Task description:
Reproduce every entry exactly as shown.

Material to process:
⁂

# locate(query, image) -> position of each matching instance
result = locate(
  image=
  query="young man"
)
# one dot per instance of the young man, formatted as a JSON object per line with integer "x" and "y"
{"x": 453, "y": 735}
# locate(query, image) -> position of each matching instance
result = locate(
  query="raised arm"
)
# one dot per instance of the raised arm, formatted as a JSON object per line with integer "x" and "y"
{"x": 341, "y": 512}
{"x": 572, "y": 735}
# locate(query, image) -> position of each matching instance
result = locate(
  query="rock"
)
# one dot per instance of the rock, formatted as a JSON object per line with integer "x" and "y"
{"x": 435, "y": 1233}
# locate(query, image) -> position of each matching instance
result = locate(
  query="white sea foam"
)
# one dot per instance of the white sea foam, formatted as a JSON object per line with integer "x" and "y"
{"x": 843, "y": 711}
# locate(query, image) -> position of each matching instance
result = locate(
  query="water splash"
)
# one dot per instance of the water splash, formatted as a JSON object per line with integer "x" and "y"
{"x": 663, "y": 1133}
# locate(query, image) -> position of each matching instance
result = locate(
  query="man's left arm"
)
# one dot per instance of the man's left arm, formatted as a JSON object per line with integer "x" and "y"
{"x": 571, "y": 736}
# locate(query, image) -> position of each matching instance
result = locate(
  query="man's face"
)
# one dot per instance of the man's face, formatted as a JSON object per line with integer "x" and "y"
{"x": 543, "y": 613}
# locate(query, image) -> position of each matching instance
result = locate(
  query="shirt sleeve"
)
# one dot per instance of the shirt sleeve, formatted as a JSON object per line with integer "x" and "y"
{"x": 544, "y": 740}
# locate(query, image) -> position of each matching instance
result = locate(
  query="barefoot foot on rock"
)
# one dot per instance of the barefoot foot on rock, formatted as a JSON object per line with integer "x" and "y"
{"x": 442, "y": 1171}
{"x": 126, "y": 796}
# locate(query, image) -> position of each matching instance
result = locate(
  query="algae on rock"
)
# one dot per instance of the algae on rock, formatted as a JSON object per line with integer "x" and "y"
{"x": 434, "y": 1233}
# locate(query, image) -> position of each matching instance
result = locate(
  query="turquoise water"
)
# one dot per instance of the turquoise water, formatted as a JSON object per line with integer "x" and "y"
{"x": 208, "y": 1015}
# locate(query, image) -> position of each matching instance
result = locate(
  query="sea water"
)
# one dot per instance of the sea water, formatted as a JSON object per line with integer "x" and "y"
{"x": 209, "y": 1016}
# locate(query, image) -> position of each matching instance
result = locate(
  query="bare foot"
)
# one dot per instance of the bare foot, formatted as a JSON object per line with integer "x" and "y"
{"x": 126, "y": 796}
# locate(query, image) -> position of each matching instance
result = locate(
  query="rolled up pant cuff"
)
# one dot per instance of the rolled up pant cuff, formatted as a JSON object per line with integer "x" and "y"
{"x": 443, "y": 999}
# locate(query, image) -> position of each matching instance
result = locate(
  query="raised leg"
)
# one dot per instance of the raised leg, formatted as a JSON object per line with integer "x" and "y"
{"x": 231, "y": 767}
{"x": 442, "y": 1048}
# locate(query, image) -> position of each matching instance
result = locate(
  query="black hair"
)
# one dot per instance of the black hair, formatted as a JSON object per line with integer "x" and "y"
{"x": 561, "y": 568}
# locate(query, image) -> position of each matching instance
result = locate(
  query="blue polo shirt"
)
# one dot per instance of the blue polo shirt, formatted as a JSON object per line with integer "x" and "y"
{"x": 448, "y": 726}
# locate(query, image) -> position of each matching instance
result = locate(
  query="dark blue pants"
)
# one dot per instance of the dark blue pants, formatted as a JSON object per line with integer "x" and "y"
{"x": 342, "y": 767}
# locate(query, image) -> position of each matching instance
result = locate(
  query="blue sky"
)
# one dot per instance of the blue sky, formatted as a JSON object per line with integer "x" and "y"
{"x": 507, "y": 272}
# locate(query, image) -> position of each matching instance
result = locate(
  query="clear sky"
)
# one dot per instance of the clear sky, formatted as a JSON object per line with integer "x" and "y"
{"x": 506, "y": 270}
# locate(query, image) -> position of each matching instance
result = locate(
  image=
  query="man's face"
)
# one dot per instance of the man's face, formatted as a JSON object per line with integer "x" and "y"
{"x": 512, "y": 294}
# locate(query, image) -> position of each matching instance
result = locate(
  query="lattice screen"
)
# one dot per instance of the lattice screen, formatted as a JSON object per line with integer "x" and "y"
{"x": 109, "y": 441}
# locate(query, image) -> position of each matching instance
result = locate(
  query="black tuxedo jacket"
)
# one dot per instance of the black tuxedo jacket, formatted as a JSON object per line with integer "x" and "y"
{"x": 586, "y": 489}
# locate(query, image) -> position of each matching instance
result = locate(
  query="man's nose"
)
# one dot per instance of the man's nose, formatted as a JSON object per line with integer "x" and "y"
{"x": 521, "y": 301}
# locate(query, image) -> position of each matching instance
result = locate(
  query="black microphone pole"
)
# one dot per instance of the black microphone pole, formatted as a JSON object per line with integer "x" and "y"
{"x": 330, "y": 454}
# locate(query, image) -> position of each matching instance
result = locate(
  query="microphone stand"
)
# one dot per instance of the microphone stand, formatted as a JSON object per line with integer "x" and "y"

⁂

Output for this exercise:
# locate(query, image) -> position of each matching instance
result = locate(
  image=
  query="young man"
)
# one dot per instance of the young man, formatted as a JSON object per line with integer "x" and "y"
{"x": 453, "y": 735}
# locate(query, image) -> position of each matching instance
result = locate(
  query="raised arm"
)
# one dot per instance of the raised arm, formatted as a JSON object per line with integer "x" and "y"
{"x": 341, "y": 512}
{"x": 572, "y": 735}
# locate(query, image) -> position of each matching instance
result = locate(
  query="rock"
)
# one dot per instance of the rock, formatted as a JSON object per line with integer "x" and "y"
{"x": 435, "y": 1233}
# locate(query, image) -> position of each matching instance
result = locate(
  query="white sea foam"
)
# one dot per instance of the white sea foam, formatted as a JSON object per line with integer "x" and "y"
{"x": 843, "y": 711}
# locate(query, image) -> position of each matching instance
result = locate(
  query="water splash"
)
# one dot per instance of the water splash, formatted as a JSON object per line with integer "x" and "y"
{"x": 663, "y": 1133}
# locate(query, image) -> position of each matching instance
result = locate(
  query="man's left arm"
)
# one dot per instance of the man's left arm, formatted as a JSON object per line with integer "x" and "y"
{"x": 571, "y": 736}
# locate(query, image) -> position of each matching instance
result = locate(
  query="man's face"
)
# one dot per instance of the man's face, formatted as a JSON object per line with integer "x" and "y"
{"x": 543, "y": 613}
# locate(query, image) -> position of each matching instance
result = locate(
  query="shirt sleeve"
)
# one dot per instance of the shirt sleeve, formatted as a JSON object per line with integer "x" and "y"
{"x": 544, "y": 740}
# locate(query, image) -> position of each matching instance
result = locate(
  query="barefoot foot on rock"
)
# one dot per instance of the barefoot foot on rock, formatted as a JSON object per line with integer "x" and "y"
{"x": 442, "y": 1171}
{"x": 126, "y": 796}
# locate(query, image) -> position of each matching instance
result = locate(
  query="algae on rock"
)
# one dot per instance of the algae on rock, formatted as a JSON object per line with integer "x" and "y"
{"x": 434, "y": 1233}
# locate(query, image) -> position of each matching instance
result = locate(
  query="turquoise water"
)
# one dot per instance of the turquoise water, formatted as a JSON object per line with integer "x" and "y"
{"x": 208, "y": 1015}
# locate(query, image) -> position of each matching instance
result = locate(
  query="sea water"
)
# one dot per instance of the sea water, formatted as a JSON object per line with integer "x" and "y"
{"x": 209, "y": 1016}
# locate(query, image) -> position of each matching instance
result = locate(
  query="bare foot"
)
# one dot per instance of the bare foot, formatted as a JSON object per line with integer "x" and "y"
{"x": 126, "y": 796}
# locate(query, image) -> position of each matching instance
result = locate(
  query="rolled up pant cuff"
)
# one dot per instance of the rolled up pant cuff, formatted as a JSON object per line with integer "x" and "y"
{"x": 443, "y": 999}
# locate(query, image) -> position of each matching instance
result = locate(
  query="raised leg"
)
# one dot per instance of the raised leg, formatted as a JSON object per line with integer "x" and "y"
{"x": 231, "y": 767}
{"x": 442, "y": 1048}
# locate(query, image) -> position of each matching instance
result = locate(
  query="black hair"
)
# one dot per instance of the black hair, formatted as a JSON object per line with integer "x" and "y"
{"x": 561, "y": 568}
# locate(query, image) -> position of each matching instance
result = locate(
  query="blue polo shirt"
)
# one dot per instance of the blue polo shirt, formatted as a JSON object per line with integer "x" and "y"
{"x": 448, "y": 726}
# locate(query, image) -> position of each matching instance
result = locate(
  query="dark blue pants"
)
# one dot per instance of the dark blue pants, formatted as a JSON object per line with integer "x" and "y"
{"x": 342, "y": 767}
# locate(query, image) -> position of each matching instance
result = locate(
  query="blue sky"
)
# one dot per instance of the blue sky, formatted as a JSON object per line with integer "x" and "y"
{"x": 507, "y": 272}
# locate(query, image) -> position of each matching instance
result = locate(
  query="clear sky"
)
# one dot per instance of the clear sky, formatted as a JSON object per line with integer "x" and "y"
{"x": 506, "y": 270}
# locate(query, image) -> position of each matching instance
result = locate(
  image=
  query="man's face"
)
# one dot per instance of the man's face, formatted as a JSON object per line with integer "x" and "y"
{"x": 512, "y": 294}
# locate(query, image) -> position of each matching instance
result = locate(
  query="lattice screen"
)
# one dot per instance of the lattice screen, formatted as a JSON object per line with integer "x" and "y"
{"x": 109, "y": 441}
# locate(query, image) -> position of each matching instance
result = locate(
  query="black tuxedo jacket"
)
# one dot per instance of the black tuxedo jacket, formatted as a JSON object per line with integer "x" and "y"
{"x": 586, "y": 489}
# locate(query, image) -> position of each matching instance
result = locate(
  query="man's nose"
)
# one dot per instance of the man's nose, formatted as a JSON object per line with integer "x" and "y"
{"x": 521, "y": 301}
# locate(query, image) -> position of each matching instance
result = locate(
  query="black microphone pole"
)
# one dot per instance of the black microphone pole, formatted as a JSON object per line with integer "x" and "y"
{"x": 330, "y": 454}
# locate(query, image) -> position of each matching instance
result = locate(
  query="microphone stand"
)
# one dot per instance of the microphone stand, formatted as a JSON object per line with integer "x" and "y"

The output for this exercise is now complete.